## START

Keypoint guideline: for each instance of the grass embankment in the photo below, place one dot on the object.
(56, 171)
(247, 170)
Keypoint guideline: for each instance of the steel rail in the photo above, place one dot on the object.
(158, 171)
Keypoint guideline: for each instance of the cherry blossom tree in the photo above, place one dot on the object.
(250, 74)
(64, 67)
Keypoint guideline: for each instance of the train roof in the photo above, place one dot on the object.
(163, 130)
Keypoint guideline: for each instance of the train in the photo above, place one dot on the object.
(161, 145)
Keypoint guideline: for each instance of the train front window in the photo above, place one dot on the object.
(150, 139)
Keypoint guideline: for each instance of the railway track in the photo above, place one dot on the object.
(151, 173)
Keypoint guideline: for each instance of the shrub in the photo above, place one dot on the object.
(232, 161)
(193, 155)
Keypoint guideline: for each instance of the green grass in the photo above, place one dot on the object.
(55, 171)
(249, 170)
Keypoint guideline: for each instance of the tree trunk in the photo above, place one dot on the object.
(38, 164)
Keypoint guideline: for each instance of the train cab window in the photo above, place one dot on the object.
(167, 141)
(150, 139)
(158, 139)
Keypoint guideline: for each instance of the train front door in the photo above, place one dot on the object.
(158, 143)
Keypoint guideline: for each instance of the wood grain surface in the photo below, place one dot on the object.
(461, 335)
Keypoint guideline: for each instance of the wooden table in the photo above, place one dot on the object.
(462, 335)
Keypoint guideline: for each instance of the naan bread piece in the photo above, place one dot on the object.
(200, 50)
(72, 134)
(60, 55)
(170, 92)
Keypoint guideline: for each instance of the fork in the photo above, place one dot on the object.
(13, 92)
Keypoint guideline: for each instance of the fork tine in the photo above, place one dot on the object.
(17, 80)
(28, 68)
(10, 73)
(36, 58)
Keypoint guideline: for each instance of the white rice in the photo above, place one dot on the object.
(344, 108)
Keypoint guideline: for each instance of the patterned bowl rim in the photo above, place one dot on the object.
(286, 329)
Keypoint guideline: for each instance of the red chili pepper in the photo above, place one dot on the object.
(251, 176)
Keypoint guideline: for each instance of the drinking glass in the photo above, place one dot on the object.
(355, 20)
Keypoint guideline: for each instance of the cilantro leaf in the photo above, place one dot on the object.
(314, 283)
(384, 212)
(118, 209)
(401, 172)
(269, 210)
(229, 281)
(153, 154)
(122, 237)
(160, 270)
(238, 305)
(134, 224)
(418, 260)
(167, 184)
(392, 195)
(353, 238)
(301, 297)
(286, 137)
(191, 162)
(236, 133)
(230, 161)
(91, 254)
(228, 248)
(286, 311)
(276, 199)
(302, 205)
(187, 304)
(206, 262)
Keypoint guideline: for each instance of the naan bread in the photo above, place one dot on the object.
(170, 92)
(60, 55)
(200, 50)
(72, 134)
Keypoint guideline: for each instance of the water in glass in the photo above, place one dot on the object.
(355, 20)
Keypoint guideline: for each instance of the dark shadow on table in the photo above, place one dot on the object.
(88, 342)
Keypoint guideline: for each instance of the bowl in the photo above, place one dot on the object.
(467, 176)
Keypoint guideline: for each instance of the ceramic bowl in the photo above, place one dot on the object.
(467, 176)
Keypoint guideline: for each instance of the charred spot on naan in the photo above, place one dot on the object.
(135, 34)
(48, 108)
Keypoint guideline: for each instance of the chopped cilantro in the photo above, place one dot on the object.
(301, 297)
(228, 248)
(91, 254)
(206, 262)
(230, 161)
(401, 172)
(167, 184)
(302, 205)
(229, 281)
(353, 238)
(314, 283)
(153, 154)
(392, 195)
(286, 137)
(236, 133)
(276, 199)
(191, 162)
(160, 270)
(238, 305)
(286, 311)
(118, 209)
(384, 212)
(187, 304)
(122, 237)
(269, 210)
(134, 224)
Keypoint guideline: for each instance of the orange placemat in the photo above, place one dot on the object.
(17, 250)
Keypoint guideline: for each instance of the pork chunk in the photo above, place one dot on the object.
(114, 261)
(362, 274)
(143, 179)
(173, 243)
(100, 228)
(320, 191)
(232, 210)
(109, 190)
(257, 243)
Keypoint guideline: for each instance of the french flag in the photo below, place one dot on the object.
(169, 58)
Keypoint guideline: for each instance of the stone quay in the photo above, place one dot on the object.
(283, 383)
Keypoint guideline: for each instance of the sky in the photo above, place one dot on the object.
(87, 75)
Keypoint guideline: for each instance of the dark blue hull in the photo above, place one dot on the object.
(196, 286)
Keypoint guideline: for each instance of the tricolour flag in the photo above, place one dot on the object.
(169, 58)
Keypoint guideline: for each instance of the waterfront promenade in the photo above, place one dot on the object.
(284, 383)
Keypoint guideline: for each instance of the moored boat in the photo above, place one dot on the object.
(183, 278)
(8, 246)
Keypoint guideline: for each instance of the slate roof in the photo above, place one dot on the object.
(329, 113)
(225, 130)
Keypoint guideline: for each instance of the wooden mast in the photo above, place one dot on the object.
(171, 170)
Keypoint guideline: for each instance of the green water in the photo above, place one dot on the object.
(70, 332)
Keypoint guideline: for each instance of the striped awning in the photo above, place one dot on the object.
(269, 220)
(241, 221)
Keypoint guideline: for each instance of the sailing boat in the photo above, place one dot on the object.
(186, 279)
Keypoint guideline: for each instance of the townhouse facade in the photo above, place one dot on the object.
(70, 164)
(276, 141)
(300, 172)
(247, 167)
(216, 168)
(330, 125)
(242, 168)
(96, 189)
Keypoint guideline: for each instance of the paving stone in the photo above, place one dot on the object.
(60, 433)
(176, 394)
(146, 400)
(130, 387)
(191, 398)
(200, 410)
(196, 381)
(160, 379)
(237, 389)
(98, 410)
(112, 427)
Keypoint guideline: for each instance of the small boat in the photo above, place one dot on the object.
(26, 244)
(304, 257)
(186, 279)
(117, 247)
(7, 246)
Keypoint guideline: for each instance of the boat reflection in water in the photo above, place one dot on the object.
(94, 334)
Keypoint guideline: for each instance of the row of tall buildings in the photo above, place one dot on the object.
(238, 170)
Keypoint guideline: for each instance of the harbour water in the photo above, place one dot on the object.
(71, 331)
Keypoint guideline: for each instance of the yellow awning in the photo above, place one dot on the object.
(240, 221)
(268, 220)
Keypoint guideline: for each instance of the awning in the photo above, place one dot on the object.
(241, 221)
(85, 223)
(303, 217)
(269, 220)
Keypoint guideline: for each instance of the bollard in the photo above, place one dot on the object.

## END

[Your objective]
Take every line from the one containing "Keypoint guideline: for each instance of the small" to the end of the listing and output it exactly, with nothing else.

[Full answer]
Keypoint guideline: for each instance of the small boat in the photo above, place one dot on the object.
(26, 244)
(304, 257)
(186, 279)
(117, 247)
(7, 246)
Keypoint guideline: for each instance of the boat reflection in water in the photo above, place one dot on the object.
(94, 334)
Keypoint guideline: for each instance of the row of tall buildings in the photo above, place one dot on the object.
(238, 170)
Keypoint guideline: for each instance of the harbour water in the photo above, place one dot on the object.
(71, 331)
Keypoint guideline: for each instance of the yellow awning in the photo above, place one dot on the object.
(240, 221)
(268, 220)
Keypoint guideline: for each instance of the awning in the photo above, place one dot on the object.
(241, 221)
(85, 223)
(303, 217)
(269, 220)
Keypoint guideline: for each instance of the bollard in the photo above, place one dot on the object.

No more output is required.